# EXERCISE
Exactly as they appear, set down all of the records.

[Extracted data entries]
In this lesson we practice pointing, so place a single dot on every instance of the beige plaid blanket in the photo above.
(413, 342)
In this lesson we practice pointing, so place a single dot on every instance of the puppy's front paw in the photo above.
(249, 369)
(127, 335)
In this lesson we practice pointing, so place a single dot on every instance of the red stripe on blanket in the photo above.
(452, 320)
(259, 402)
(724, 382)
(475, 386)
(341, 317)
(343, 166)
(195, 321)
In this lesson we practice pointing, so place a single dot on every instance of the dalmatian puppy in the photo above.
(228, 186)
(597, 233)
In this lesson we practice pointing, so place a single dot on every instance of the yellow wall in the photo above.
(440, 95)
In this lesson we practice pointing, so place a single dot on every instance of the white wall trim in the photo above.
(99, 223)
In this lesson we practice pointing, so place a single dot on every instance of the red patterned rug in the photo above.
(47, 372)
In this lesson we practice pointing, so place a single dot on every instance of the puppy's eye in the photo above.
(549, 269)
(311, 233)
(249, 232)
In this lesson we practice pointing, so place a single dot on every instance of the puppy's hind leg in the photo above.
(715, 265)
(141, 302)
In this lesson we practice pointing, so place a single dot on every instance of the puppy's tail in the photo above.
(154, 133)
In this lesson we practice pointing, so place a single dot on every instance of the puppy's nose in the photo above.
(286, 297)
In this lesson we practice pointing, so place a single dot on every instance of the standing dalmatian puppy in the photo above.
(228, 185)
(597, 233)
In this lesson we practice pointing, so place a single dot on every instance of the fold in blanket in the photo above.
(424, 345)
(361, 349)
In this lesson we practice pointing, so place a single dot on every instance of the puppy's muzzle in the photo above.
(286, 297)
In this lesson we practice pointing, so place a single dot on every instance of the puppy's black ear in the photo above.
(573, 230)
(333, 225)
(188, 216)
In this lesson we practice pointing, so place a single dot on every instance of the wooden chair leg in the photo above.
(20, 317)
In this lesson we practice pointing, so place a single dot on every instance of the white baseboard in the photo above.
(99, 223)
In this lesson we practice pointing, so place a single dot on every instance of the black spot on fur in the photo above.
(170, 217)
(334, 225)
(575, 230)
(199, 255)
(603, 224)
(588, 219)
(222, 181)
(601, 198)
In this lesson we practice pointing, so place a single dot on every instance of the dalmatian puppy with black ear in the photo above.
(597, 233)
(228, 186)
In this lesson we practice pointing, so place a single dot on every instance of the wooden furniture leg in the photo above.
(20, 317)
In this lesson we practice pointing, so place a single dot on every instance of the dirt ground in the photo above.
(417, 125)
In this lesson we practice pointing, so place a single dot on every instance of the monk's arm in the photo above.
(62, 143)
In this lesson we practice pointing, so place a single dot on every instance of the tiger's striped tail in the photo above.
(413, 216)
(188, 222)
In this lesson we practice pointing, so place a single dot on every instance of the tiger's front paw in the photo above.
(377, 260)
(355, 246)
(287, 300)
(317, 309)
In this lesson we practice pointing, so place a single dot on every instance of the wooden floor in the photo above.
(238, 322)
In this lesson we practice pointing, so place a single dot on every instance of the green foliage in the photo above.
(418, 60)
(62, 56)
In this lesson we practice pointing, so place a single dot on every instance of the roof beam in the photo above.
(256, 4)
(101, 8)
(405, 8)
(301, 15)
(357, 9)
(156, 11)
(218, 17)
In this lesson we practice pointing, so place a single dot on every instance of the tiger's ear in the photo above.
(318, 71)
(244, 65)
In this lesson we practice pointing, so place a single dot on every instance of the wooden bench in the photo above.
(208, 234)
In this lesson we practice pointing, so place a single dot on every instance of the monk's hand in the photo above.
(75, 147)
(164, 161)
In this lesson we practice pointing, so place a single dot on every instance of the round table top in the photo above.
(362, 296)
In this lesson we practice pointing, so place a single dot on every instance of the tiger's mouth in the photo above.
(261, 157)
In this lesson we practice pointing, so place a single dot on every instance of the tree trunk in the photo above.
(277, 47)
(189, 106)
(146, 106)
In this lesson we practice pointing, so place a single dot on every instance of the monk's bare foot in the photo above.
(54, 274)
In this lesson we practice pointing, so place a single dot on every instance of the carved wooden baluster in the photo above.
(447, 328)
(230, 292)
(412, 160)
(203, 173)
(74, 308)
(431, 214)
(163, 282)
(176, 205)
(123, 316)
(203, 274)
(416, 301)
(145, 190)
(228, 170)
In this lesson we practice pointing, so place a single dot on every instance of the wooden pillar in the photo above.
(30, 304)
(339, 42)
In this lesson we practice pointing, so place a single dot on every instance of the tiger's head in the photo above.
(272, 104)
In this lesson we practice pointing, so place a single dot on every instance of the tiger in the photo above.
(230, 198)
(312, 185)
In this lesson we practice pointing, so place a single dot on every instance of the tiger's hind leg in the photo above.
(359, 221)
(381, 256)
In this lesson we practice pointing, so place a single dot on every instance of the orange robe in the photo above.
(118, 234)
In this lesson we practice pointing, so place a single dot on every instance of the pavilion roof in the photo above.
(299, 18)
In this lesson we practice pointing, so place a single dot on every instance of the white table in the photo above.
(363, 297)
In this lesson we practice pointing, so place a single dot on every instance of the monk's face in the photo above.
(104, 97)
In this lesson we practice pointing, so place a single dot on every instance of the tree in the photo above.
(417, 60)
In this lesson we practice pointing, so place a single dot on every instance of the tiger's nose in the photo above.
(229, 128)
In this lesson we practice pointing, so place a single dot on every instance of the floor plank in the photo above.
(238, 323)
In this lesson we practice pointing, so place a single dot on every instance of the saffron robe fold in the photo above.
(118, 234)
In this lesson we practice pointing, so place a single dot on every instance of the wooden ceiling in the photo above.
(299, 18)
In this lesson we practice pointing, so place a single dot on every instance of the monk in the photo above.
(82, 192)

# RESULT OF THE EXERCISE
In this lesson we practice pointing, so place a single dot on every instance of the beige plaid blanket in the photo above.
(413, 342)
In this lesson we practice pointing, so place a single dot on every instance of the puppy's front paw in the photo above.
(249, 369)
(127, 335)
In this lesson we practice pointing, so place a single dot on every instance of the red stripe on blanket in the photo above.
(452, 320)
(259, 402)
(724, 382)
(475, 386)
(341, 317)
(343, 166)
(195, 321)
In this lesson we practice pointing, so place a single dot on every instance of the dalmatian puppy in the photo above.
(228, 186)
(597, 233)
In this lesson we practice pointing, so place a single dot on every instance of the yellow wall in the photo above.
(440, 95)
In this lesson we practice pointing, so place a single dot on every instance of the white wall trim in the photo above.
(99, 223)
In this lesson we practice pointing, so place a single dot on every instance of the red patterned rug in the photo above.
(47, 372)
In this lesson we practice pointing, so place a single dot on every instance of the puppy's eye in the photo above.
(549, 269)
(311, 233)
(249, 232)
In this lesson we practice pointing, so place a single dot on every instance of the puppy's hind leg in the photo above.
(715, 265)
(141, 302)
In this lesson we practice pointing, so place a single dot on every instance of the puppy's tail in the photo above.
(154, 133)
In this lesson we practice pointing, so place a single dot on every instance of the puppy's nose in the photo above.
(286, 297)
In this lesson we practice pointing, so place a single dot on every instance of the standing dalmatian puppy in the photo above.
(228, 185)
(597, 233)
In this lesson we practice pointing, so place a single dot on every instance of the fold in blanket in the photo above.
(424, 345)
(361, 349)
In this lesson we practice pointing, so place a single dot on every instance of the puppy's muzzle in the photo above.
(286, 297)
In this lesson we practice pointing, so place a single dot on every instance of the puppy's black ear in the photo above.
(573, 230)
(333, 225)
(188, 216)
In this lesson we practice pointing, so place a single dot on every instance of the wooden chair leg in the photo above.
(20, 317)
In this lesson we practice pointing, so place a single dot on every instance of the white baseboard in the photo above.
(99, 223)
In this lesson we practice pointing, so place a single dot on every instance of the black spot on fur in the photo above.
(170, 217)
(334, 225)
(575, 230)
(199, 255)
(603, 224)
(588, 219)
(222, 181)
(601, 198)
In this lesson we practice pointing, so place a single dot on every instance of the dalmatian puppy with black ear in the photo above.
(597, 233)
(228, 186)
In this lesson we practice pointing, so place a single dot on every instance of the wooden furniture leg in the photo above.
(20, 317)
In this lesson we practice pointing, so place a single dot on every instance of the dirt ground in the photo above.
(417, 125)
In this lesson we practice pointing, so place a single dot on every instance of the monk's arm in the photo above.
(62, 143)
In this lesson we practice pointing, so place a single dot on every instance of the tiger's striped tail in the photo above.
(413, 216)
(188, 222)
In this lesson we practice pointing, so place a single dot on every instance of the tiger's front paw in the photo above.
(377, 260)
(355, 246)
(287, 300)
(317, 309)
In this lesson we practice pointing, so place a single dot on every instance of the wooden floor in the photo above.
(238, 322)
In this lesson we practice pointing, so place a single dot on every instance of the green foliage in the photo above.
(418, 60)
(62, 56)
In this lesson we practice pointing, so place a single dot on every instance of the roof beam in the photo above.
(256, 4)
(101, 8)
(405, 8)
(301, 15)
(357, 9)
(156, 11)
(218, 17)
In this lesson we practice pointing, so place a single dot on every instance of the tiger's ear in the photo above.
(318, 71)
(244, 65)
In this lesson we practice pointing, so place a single dot on every instance of the wooden bench in the photo above.
(208, 234)
In this lesson we practice pointing, so place a single dot on every instance of the monk's hand in the photo above.
(75, 147)
(164, 161)
In this lesson we practice pointing, so place a single dot on every instance of the round table top in the photo above.
(362, 296)
In this lesson we practice pointing, so place a single dot on every instance of the tiger's mouth in the photo above.
(261, 157)
In this lesson we practice pointing, so place a single dot on every instance of the tree trunk in the photo above.
(277, 47)
(189, 106)
(146, 106)
In this lesson we practice pointing, so place a single dot on every instance of the monk's bare foot in the photo above.
(54, 274)
In this lesson we practice pointing, so place a single dot on every instance of the carved wooden baluster in the photo above.
(447, 328)
(230, 292)
(412, 160)
(203, 173)
(74, 308)
(431, 214)
(163, 282)
(176, 205)
(123, 316)
(203, 274)
(416, 301)
(145, 190)
(228, 170)
In this lesson we practice pointing, so place a single dot on every instance of the wooden pillar in the photo above.
(30, 304)
(339, 42)
In this lesson we practice pointing, so place a single dot on every instance of the tiger's head in the photo above.
(272, 104)
In this lesson we practice pointing, so place a single dot on every instance of the tiger in the photo above.
(230, 198)
(312, 185)
In this lesson we practice pointing, so place a single dot on every instance of the tiger's hind leg in the photo above.
(359, 221)
(381, 256)
In this lesson we practice pointing, so place a single dot on every instance of the orange robe in the photo above.
(118, 234)
In this lesson we practice pointing, so place a single dot on every instance of the pavilion roof in the photo above.
(299, 18)
In this lesson we practice pointing, so place a single dot on every instance of the white table in the photo above.
(363, 297)
In this lesson we practice pointing, so place a single dot on every instance of the monk's face in the photo above.
(104, 97)
In this lesson we practice pointing, so place a single dot on every instance of the tree in the photo above.
(417, 60)
In this lesson we practice pointing, so place a single dot on every instance of the tiger's nose in the photo above.
(229, 128)
In this lesson we practice pointing, so place a single dot on every instance of the floor plank in the photo above.
(238, 323)
In this lesson we practice pointing, so place a single dot on every instance of the saffron robe fold in the photo above.
(118, 234)
In this lesson we practice pointing, so place a single dot on every instance of the wooden ceiling in the photo above.
(299, 18)
In this lesson we practice pointing, so place a single dot on every instance of the monk in the photo above.
(82, 192)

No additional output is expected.